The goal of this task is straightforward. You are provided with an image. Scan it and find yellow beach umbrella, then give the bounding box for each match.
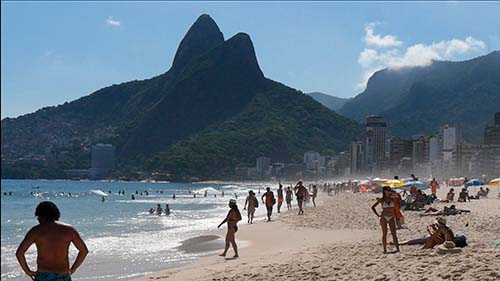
[385,180,405,187]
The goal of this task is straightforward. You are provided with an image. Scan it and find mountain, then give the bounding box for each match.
[338,51,500,142]
[2,15,360,179]
[307,92,349,111]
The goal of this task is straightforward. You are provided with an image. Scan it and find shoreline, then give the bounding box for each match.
[133,188,500,281]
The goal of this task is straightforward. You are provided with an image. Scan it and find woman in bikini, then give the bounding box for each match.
[217,199,241,258]
[372,186,399,254]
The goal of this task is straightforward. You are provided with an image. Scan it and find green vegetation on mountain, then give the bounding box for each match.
[307,92,349,111]
[2,15,359,179]
[149,82,361,178]
[339,51,500,143]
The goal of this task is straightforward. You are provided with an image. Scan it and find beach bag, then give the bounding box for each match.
[453,233,468,248]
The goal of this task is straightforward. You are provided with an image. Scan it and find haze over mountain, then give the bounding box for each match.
[338,51,500,142]
[2,15,360,179]
[307,92,349,111]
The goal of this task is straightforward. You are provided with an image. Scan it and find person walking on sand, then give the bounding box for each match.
[16,201,89,281]
[243,190,259,224]
[277,182,283,213]
[217,199,241,258]
[312,185,318,207]
[261,187,276,221]
[285,186,293,210]
[294,181,307,215]
[372,186,399,254]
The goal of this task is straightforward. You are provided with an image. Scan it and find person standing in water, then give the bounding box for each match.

══════════

Goal >> Reproduce the entire listing above word for word, omitting any pictures.

Response to this exercise >>
The goal of this task is straightforward. You are provided with an image. Scan it and find yellow beach umbrella, then give the bounding box for each match.
[385,180,405,187]
The goal of this task is straightforward. You are provided with an image. Scan it and find mountain, then give the bounding box for each match.
[338,51,500,142]
[2,15,360,179]
[307,92,349,111]
The goal of this task is straightforward. You are provided with an image. Scan it and find shoreline, then give the bounding box for each match.
[133,188,500,281]
The goal of this task is straightforward. You are provided with an image. Scan it and find woman in bikini, then give the bounding box for each match.
[217,199,241,258]
[372,186,399,254]
The goal of this task is straightforward. You are provided with an image. Scan it and find green vegetation on mountain, then give the bounding box for each match.
[307,92,349,111]
[2,15,359,179]
[149,82,361,178]
[339,51,500,143]
The goal of this task is straightforward. You are provided with an image. Scan it and find beach bag, then give the bounding box for each match.
[453,233,468,248]
The goal of this task is straightforward. You are provided with an image. Scan it and find haze over mountain, then give the bounding box for each match.
[338,51,500,142]
[2,15,360,179]
[307,92,349,111]
The goal of this task is straightforward. You are provided with an image. Scan it and find person walking on sand, then give the bounding box for each match.
[16,201,89,281]
[243,190,259,224]
[277,182,283,213]
[217,199,241,258]
[312,185,318,207]
[261,187,276,221]
[285,186,293,210]
[294,181,307,215]
[372,186,399,254]
The goal of this task is straightforward. You are provided with an image. Scan it and find person standing in water, then give the bounding box for each match.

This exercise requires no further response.